▶ **RECORD EXTRACTS**:

■ ■ ■

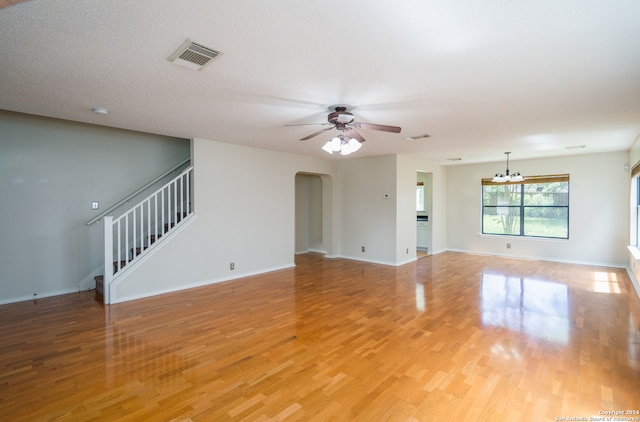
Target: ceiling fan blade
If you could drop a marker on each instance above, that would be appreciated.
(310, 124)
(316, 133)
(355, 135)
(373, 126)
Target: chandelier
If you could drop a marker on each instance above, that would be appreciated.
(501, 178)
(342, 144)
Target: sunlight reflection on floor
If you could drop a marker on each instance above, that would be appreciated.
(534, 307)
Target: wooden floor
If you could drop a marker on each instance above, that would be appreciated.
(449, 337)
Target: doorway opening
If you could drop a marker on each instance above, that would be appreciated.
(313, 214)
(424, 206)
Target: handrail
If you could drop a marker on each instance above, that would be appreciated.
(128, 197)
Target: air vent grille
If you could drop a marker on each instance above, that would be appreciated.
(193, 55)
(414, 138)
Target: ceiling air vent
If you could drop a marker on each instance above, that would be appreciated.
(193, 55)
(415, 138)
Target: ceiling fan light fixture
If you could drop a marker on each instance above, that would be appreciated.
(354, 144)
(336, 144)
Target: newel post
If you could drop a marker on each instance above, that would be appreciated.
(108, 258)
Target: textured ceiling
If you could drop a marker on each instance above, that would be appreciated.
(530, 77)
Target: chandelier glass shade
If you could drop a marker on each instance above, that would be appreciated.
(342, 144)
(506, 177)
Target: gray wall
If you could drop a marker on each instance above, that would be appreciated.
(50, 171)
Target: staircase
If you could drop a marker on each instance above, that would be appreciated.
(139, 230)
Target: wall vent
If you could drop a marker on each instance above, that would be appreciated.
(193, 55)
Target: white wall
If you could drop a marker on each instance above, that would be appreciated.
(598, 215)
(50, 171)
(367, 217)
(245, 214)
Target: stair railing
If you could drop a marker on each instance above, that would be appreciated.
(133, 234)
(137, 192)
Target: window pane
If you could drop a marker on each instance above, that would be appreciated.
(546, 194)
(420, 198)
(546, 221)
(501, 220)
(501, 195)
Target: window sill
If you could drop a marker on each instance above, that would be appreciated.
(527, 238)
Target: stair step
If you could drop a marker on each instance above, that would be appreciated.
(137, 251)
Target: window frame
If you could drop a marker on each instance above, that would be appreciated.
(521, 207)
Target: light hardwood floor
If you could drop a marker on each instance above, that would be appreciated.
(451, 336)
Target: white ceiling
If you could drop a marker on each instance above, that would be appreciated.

■ ■ ■

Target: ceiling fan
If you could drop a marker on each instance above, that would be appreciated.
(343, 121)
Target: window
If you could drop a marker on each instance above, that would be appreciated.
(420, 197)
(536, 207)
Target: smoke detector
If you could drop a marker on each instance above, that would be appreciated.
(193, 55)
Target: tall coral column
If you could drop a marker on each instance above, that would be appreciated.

■ ■ ■

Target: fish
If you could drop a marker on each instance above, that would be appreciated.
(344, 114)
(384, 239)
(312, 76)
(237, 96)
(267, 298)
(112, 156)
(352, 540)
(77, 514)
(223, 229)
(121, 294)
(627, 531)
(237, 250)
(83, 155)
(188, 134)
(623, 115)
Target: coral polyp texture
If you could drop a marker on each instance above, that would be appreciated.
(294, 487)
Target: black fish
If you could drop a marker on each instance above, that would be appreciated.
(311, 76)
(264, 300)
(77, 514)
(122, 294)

■ ■ ■

▶ **THE PROBLEM**:
Write out exactly the lines above between the line with "Target: ceiling fan blade" and the line with "Target: wooden floor", inclusive, and nothing beyond them.

▶ **EXERCISE SOLUTION**:
Target: ceiling fan blade
If you could drop a marker on each instance above, that would be appreciated.
(310, 124)
(316, 133)
(355, 135)
(373, 126)
Target: chandelier
If you could drop a marker on each instance above, that would be appreciated.
(501, 178)
(342, 144)
Target: sunlight reflection on floor
If you could drop a marker on each instance above, that would be appreciated.
(534, 307)
Target: wooden floor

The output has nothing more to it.